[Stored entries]

* Begin *

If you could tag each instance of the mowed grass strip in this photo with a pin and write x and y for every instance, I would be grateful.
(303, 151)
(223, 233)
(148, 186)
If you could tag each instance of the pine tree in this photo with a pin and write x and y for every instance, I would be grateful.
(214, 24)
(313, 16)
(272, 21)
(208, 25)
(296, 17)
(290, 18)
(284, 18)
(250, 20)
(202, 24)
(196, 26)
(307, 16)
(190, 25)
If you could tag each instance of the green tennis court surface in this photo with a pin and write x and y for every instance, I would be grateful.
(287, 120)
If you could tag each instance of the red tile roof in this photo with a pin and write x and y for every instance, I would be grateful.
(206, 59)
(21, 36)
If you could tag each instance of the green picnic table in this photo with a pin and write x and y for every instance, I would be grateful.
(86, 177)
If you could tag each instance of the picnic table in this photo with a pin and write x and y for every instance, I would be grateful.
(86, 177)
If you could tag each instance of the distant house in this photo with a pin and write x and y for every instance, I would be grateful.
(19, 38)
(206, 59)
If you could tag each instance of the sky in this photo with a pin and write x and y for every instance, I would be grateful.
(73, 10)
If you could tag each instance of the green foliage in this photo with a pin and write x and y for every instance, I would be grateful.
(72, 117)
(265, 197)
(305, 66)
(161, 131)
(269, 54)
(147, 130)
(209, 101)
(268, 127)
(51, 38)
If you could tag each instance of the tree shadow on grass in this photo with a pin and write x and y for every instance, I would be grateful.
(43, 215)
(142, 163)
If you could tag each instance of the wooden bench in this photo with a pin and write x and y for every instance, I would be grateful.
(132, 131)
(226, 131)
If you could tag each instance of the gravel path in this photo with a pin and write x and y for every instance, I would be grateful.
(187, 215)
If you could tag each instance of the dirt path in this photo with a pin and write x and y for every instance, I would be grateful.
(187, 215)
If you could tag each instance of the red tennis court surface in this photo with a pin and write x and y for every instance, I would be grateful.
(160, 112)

* End *

» WORK REQUIRED: Your task is to retype all the records above with nothing left out.

» PROBLEM SOLUTION:
If you could tag each instance of the mowed grass strip in this photo with a pin and write x and y for every instance, I would be grateful.
(303, 151)
(223, 233)
(148, 186)
If you could tag each instance of the pine tree in this photo with a pin and write x and y for every instance, I would be grateful.
(214, 24)
(313, 16)
(272, 21)
(208, 25)
(296, 17)
(290, 18)
(284, 18)
(250, 20)
(202, 24)
(196, 26)
(307, 16)
(190, 25)
If you could tag each instance of the green tennis court surface in this photo with a pin and write x and y for every instance, I would be grateful.
(287, 120)
If you could tag each instance of the red tile roof in this photo with a pin and write x and y for every instance, I would be grateful.
(206, 59)
(21, 36)
If you could tag each instance of the green picnic table in this photo with a pin and write x and y for every instance, I would be grateful.
(86, 177)
If you could tag each instance of the picnic table in this photo with a pin and write x and y for every instance, I would be grateful.
(86, 177)
If you could tag each instance of the distant house in this photo with a pin and write x and y for every instance, I would be grateful.
(19, 38)
(206, 59)
If you could tag each instance of the sky in this photo with a pin and write x and y for every instance, I would be grateful.
(73, 10)
If you could tag each instance of the green foliage in this photo with a pin and write x and y for every instance, I would be grateful.
(72, 117)
(265, 197)
(305, 66)
(161, 131)
(269, 54)
(147, 130)
(209, 101)
(268, 127)
(51, 38)
If you could tag each instance of the tree shadow on grass in this photo with a pin and write x and y for every instance, I would be grateful.
(43, 215)
(142, 163)
If you could tag each instance of the wooden bench in this photo with a pin and write x and y for every instance, I would be grateful.
(132, 131)
(226, 131)
If you could tag each instance of the gravel path in this photo with a pin and write x and y for every instance, I would be grateful.
(187, 215)
If you could tag each instance of the dirt path in this photo with a pin and write x and y for every instance, I would be grateful.
(187, 215)
If you could tag each instance of the red tennis court surface in this photo with a pin and write x and y for every instance, I would be grateful.
(160, 112)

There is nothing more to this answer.